- **Required work**
a) In the text on No DSS clauses, what do the shaded areas in the mosaic plots represent?
b) Using the text on No DSS clauses, explain why the authors reject the idea that the effects they observed come from age discrimination rather than disability.

- **Text block**
[BEGIN]

Mosaic plot of Difficult x Disability x Social Security Claim. Shaded areas represent standardised residuals >=4.

Difficulty mosiac

Figure 2.

Mosaic plot of Harm x Disability x Social Security Claim. Shaded areas represent standardised residuals >=4.

Harm mosaic


First, we can conclude that No DSS clauses are harmful to all benefit claimants, disabled and non-disabled alike. However, they disproportionately affect disabled people. There is a significant interaction between disability and ongoing benefit claims when trying to find a home and experiencing difficulty due to No DSS clauses and harm from not finding suitable accommodation.

King (personal communication, 2016) raised the potential confound of age – given the logical association between increasing age and decreasing health, perhaps the effects observed are related to age discrimination rather than disability per se. This is not supported by the present data. In the sample that gave demographic data, there were no significant differences in age between disabled and non-disabled participants, or benefit claimants and non-claimants.

There are flaws in the present study which may limit its generalisability. For example, information was only collected online and thus data could not be collected from people who, for whatever reason, lack an internet connection. Further, to keep the questionnaire as short and simple as possible, it was not possible to ask about specific types of harm or consequences which limited the depth of the analysis that was possible. This presents a further avenue for research, as does the fact that this analysis considered social security benefits as a homogenous group. No differentiation was made between Jobseeker’s Allowance claimants and Child Benefit payments, and ‘No DSS’ clauses, which ostensibly applying to all benefits, may not be applied universally across all benefit types.

[END]

- **Raw data**
[BEGIN]

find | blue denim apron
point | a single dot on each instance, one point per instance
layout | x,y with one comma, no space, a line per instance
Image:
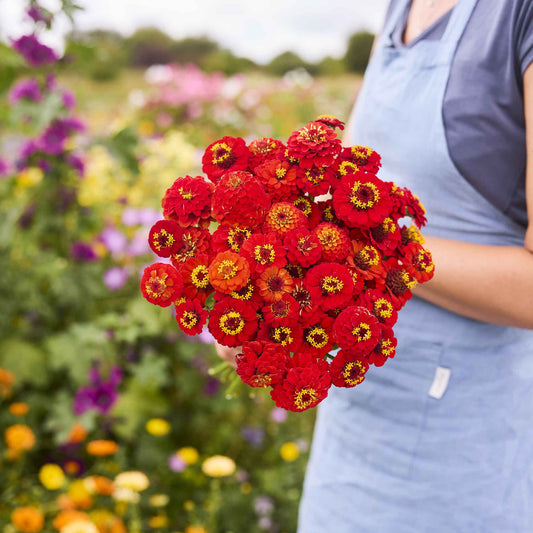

[END]

- **Answer set**
a) Standardized residuals of 4 or more.

b) The data do not support it. Among participants who gave demographic data, age did not differ significantly between disabled and non-disabled participants. It also did not differ significantly between benefit claimants and non-claimants.